- _DATA SUPPLIED_:
+ + + + + + +
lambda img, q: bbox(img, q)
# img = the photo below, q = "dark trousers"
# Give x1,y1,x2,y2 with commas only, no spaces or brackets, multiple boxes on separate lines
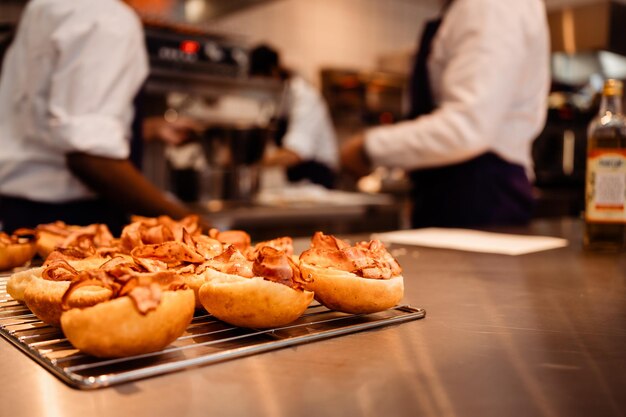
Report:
409,152,534,228
287,160,336,189
0,196,127,235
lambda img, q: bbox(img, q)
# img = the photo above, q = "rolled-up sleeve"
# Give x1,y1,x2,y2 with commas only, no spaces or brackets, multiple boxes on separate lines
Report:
45,11,148,158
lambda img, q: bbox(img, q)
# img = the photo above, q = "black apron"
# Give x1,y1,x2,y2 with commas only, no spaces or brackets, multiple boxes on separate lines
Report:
407,17,534,228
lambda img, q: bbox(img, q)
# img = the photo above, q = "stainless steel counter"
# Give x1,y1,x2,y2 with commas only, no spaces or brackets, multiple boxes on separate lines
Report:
1,217,625,417
192,195,405,240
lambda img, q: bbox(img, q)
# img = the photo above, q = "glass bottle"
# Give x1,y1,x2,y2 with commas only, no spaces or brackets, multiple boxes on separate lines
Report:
584,79,626,251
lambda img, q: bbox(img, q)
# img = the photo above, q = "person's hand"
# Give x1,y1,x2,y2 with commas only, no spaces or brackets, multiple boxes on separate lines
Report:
143,116,203,146
340,132,373,178
262,147,302,168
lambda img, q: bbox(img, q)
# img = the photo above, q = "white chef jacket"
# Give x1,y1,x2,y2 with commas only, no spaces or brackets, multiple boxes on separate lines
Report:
280,76,339,170
0,0,148,203
364,0,550,175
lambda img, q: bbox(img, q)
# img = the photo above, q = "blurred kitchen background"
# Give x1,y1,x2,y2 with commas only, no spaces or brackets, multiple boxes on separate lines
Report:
2,0,626,237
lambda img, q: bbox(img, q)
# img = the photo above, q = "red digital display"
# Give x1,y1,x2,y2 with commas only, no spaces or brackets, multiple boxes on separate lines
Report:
180,40,200,54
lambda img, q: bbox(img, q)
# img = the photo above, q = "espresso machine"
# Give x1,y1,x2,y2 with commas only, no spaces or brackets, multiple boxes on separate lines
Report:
141,24,282,203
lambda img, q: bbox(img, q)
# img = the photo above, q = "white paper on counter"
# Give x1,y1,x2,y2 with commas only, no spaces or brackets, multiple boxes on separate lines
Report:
256,183,393,207
372,228,568,255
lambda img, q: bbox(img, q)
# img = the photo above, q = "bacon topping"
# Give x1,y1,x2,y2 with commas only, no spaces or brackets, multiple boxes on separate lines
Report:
120,215,201,252
198,245,254,277
130,241,205,266
36,221,74,237
252,246,310,290
54,258,187,315
128,283,162,314
45,247,96,263
310,231,350,250
355,239,402,276
38,223,118,263
192,235,224,259
300,233,401,279
208,229,251,252
246,237,294,261
42,260,80,281
60,224,115,250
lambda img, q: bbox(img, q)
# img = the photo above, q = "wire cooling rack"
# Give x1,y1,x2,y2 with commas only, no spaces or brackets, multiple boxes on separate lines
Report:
0,273,425,389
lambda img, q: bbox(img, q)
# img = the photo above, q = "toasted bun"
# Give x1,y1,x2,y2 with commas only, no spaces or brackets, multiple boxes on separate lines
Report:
5,257,110,305
180,273,207,308
299,262,404,314
61,290,195,358
6,266,46,302
36,231,65,259
198,269,313,328
0,242,37,271
23,279,112,326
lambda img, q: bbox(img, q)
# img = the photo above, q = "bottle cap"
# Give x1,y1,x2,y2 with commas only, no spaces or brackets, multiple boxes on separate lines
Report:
603,79,623,97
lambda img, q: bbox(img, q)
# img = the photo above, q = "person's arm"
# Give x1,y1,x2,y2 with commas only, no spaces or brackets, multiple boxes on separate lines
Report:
263,147,302,168
66,153,192,219
349,0,545,172
143,116,203,146
340,133,372,178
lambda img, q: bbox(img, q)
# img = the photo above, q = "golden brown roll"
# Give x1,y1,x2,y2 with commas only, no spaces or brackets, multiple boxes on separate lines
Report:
0,230,37,272
199,269,313,329
6,256,110,304
185,244,253,310
0,241,37,271
17,257,113,324
23,279,112,326
61,289,194,358
179,273,207,309
299,262,404,314
5,266,45,302
298,232,404,314
35,221,80,258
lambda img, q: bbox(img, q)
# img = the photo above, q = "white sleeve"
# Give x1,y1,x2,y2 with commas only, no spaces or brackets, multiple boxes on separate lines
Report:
365,0,530,170
45,12,148,158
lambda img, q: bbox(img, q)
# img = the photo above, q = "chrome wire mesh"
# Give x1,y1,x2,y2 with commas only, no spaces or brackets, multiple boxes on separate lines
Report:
0,273,425,389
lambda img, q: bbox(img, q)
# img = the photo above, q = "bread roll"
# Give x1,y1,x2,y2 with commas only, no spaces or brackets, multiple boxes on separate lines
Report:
36,230,66,259
6,257,110,303
61,289,194,357
0,241,37,271
198,269,313,328
23,278,112,326
6,266,45,302
299,262,404,314
180,273,207,308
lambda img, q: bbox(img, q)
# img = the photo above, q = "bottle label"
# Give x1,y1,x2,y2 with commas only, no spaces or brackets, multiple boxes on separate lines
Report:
586,149,626,223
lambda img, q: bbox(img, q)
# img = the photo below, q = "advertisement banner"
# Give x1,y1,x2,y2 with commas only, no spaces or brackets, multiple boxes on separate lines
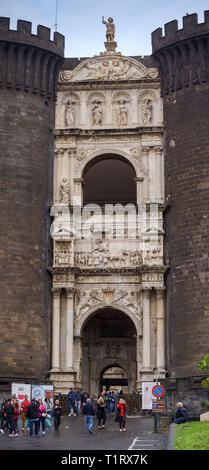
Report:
31,384,54,405
11,383,31,406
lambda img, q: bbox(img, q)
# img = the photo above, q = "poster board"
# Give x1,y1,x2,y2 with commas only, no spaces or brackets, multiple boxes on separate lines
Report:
31,384,54,405
142,382,156,409
11,383,31,406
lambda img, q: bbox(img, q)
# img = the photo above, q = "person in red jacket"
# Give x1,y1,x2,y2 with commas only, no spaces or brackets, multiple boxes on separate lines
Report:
21,395,31,431
117,398,127,431
13,399,20,436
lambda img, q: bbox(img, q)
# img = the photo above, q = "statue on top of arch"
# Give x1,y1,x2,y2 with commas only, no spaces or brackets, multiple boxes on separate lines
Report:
102,16,117,53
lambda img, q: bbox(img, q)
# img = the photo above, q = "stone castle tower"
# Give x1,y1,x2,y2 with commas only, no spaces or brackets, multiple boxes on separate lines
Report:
0,12,209,410
0,18,64,384
152,11,209,407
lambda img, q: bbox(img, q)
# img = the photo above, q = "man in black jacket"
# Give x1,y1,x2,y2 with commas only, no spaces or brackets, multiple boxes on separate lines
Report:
83,398,94,433
26,399,40,435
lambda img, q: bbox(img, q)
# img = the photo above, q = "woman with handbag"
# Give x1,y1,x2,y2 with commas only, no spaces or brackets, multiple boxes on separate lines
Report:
96,397,106,430
45,397,53,428
38,399,47,435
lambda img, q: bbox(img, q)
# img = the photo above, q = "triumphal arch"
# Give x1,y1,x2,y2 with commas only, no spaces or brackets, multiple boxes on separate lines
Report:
49,19,166,395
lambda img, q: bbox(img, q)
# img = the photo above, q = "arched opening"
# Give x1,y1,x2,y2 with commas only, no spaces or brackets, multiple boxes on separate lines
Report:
100,365,128,393
82,154,136,206
81,307,137,395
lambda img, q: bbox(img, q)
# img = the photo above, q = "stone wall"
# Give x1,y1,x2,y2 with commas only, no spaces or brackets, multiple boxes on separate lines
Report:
+ + + + + + +
- _EXERCISE AIM_:
Repeat the data verbatim, excluding all pictures.

- _WRITTEN SOLUTION_:
lambda img, q: bbox(img, q)
# img = the photo below, q = "dark trousers"
# Give x1,y1,x2,y2 with commas only, no spaces or brackets, multiple boxes on separate lines
Report:
409,152,534,228
287,160,336,189
0,196,127,235
lambda img, q: bbox(img, q)
# img = the photo above, q = "rolled-up sleeve"
# Give x1,y1,x2,y2 with commas only, no spaces or brackets, multiple boxes on separate lines
Report:
45,11,148,158
lambda img, q: bbox(img, q)
# img = the photo above, q = "black apron"
# Give x1,y1,x2,y2 with commas only, no spaces or brackets, multiple boxes on separate lines
Report:
407,17,534,228
lambda img, q: bbox(img, q)
# img = the photo above, q = "stainless steel counter"
# Give x1,y1,x2,y2 with commas only, no spaces or brackets, multiple boxes on separate lines
Report:
1,217,625,417
192,195,405,240
lambda img, q: bbox(img, q)
# img = the photo above, q = "glass bottle"
# Give x1,y1,x2,y2 with commas only, no spaces or brackets, multiple boxes on separate lines
Report:
584,79,626,251
lambda img, q: bbox(img, q)
# img = the photo above, q = "person's hand"
# Give x1,y1,x2,y2 with commas only, no spaces or brackets, multiple boxes on separate lines
Report:
143,116,203,146
340,132,373,178
262,147,302,168
lambda img, q: bbox(img, q)
# img = the photo above, q = "white chef jacket"
# Give x1,y1,x2,y2 with commas only, no spaces or brackets, multiple boxes on separate lines
Report:
280,76,339,170
0,0,148,203
364,0,550,175
lambda img, q: bbox(img, q)
# img = the photo above, q = "blurred kitchen background"
# Give x1,y1,x2,y2 with commas only, no spaces or brackets, multiple boxes on separate lines
Report:
2,0,626,237
lambda img, q: bbox(img, q)
# img = the photo above, q = "red digital display"
# Give x1,y1,x2,y2 with commas only, no spaces or brackets, multiple boxes on separate lines
Report:
180,40,200,54
lambda img, q: bbox(img, q)
# img = the photo above, q = "espresso machine"
# Give x1,y1,x2,y2 with commas only, no spaces or brackets, multiple boxes on separate lines
Report:
141,24,282,203
lambda img, q: bbox(img, q)
# img = the photo above, q = "white paper on counter"
# Give x1,y1,x2,y2 with commas only, no spaces or brackets, multiple boxes on separate lines
Report:
256,183,393,207
372,228,568,255
lambda img, q: bbox(img, q)
# img = the photo above, q = "bacon topping"
# Give x1,y1,x2,y2 with commas only, no spaces or brackets, multiple boxes on separate lines
Report:
120,215,201,252
198,245,254,277
130,241,205,266
36,221,74,237
252,246,310,290
54,258,187,315
128,283,162,314
45,247,96,263
310,231,350,250
355,239,402,276
38,223,118,263
192,235,224,259
300,233,401,279
208,229,251,252
246,237,294,261
42,260,80,281
60,224,115,250
lambda img, q: bbox(img, q)
# img = the photo above, q = "wire cooling rack"
# Give x1,y1,x2,y2 with commas only, no spaces or brackets, multiple boxes on separate lines
Report:
0,273,425,389
lambda img, q: bbox(img, q)
# img = the photo above, q = "toasted bun"
# Give x1,y1,x2,y2 with commas only, no spaces or brackets, multiple boxes on separate lines
Report:
5,257,110,305
180,273,207,308
299,262,404,314
61,290,195,358
6,266,46,302
36,231,65,259
198,269,313,328
0,242,37,271
23,279,112,326
lambda img, q: bbox(img, q)
# img = the photo above, q = "bottle cap"
# Give x1,y1,x2,y2 with commas only, no spaces or brackets, multiple boxes on separate lines
Report:
603,79,623,97
lambda img, q: bbox(img, q)
# img = the photo above, q = "person's arm"
# Give x1,y1,x2,y2 with commas only, no spaces or brackets, multiple boxes on separate lines
Report:
263,147,302,168
66,153,192,219
349,0,545,172
143,116,203,146
340,133,372,178
lambda img, q: bbox(img, q)
# img = the photo above, q = "golden brown roll"
# Give x1,y1,x2,y2 with commas only, no spaces or brackets, multiple boxes on separate lines
Report:
0,230,37,272
199,269,313,329
6,256,110,304
185,244,253,310
0,241,37,271
17,257,113,324
23,279,112,326
61,289,194,358
179,273,207,309
299,262,404,314
5,266,45,302
298,232,404,314
35,221,80,258
lambda img, q: bbox(img, q)
# img = the photo above, q = "white sleeve"
# Give x1,y1,x2,y2 with commas only, no spaces or brackets, multiple boxes on separate lines
Report:
365,0,530,170
45,12,148,158
lambda img, q: bbox(img, q)
# img = the photo above, q = "chrome wire mesh"
# Give x1,y1,x2,y2 with commas only, no spaces or brackets, multiple boxes on separate lines
Report:
0,273,425,389
lambda img, q: bbox(img, q)
# img = the photo above, q = "bread roll"
# Give x1,y1,x2,y2 with commas only, no spaces or brackets, multiple boxes on separate lines
Report:
36,230,66,259
6,257,110,303
61,289,194,357
0,241,37,271
198,269,313,328
23,278,112,326
6,266,45,302
299,262,404,314
180,273,207,308
lambda img, q: bbox(img, q)
# img = the photo above, q = "bottle label"
# Give x1,y1,x2,y2 with commas only, no spaces or brackets, multiple boxes on separate lines
Report:
586,149,626,223
lambda img, q: bbox(img, q)
# img = the photo below, q = "advertisement banner"
# Give x1,y1,x2,y2 with commas only, no spaces or brackets, multiple boxes on separate lines
Report:
31,384,54,405
11,383,31,406
lambda img, q: bbox(img, q)
# img = the photo above, q = "poster board"
# Give x1,y1,x2,y2 with commas only, no spaces or brackets, multiple boxes on separate lines
Report:
31,384,54,405
142,382,156,409
11,383,31,406
lambda img, q: bbox(img, q)
# img = the photo above, q = "person in red jacket"
# Give x1,y1,x2,y2 with commas only, no spaces or brackets, multiple boxes on separate lines
Report:
21,395,31,431
117,398,127,431
13,399,20,436
lambda img, q: bbox(img, q)
# img = the photo above, q = "statue on top of arch"
# Give x1,y1,x2,y2 with commas only, no spaces or brackets, multiple boxes on separate lines
Report:
102,16,117,53
lambda img, q: bbox(img, q)
# img = the photo above, q = "stone castle tower"
# Give x1,y1,x2,y2 with commas only, no spaces or brackets, multiple boxes on separate lines
Report:
0,12,209,410
0,18,64,384
152,11,209,407
lambda img, q: bbox(img, q)
# img = the photo above, q = "man in black jacket"
# Give x1,y1,x2,y2 with commas only, no spaces or brackets, multiple boxes on separate lines
Report:
83,398,94,433
26,399,40,435
lambda img, q: bbox(img, q)
# img = the photo above, q = "woman with handbag"
# Give x1,y1,x2,y2 with commas only, no spaces or brackets, multiple boxes on separate lines
Report:
96,397,106,430
45,397,53,428
38,399,47,435
lambda img, q: bbox(img, q)
# img = the photo above, q = "triumphal arch"
# Give x1,y1,x2,y2 with commas only, no spaces or brackets, multiple boxes on separate lines
Report:
49,19,166,395
lambda img, q: bbox(img, q)
# img = the photo above, q = "arched opening"
# Give x1,y1,x2,y2 with commas only, no spaces or brackets, multiple boxes on separate lines
Report:
100,365,128,393
82,154,136,206
81,307,137,395
lambda img, q: bbox(img, q)
# img = the photo above, q = "stone wall"
# Give x1,y1,x2,y2 with commas only, no spaces or brackets, multiple boxes on separate lines
Report:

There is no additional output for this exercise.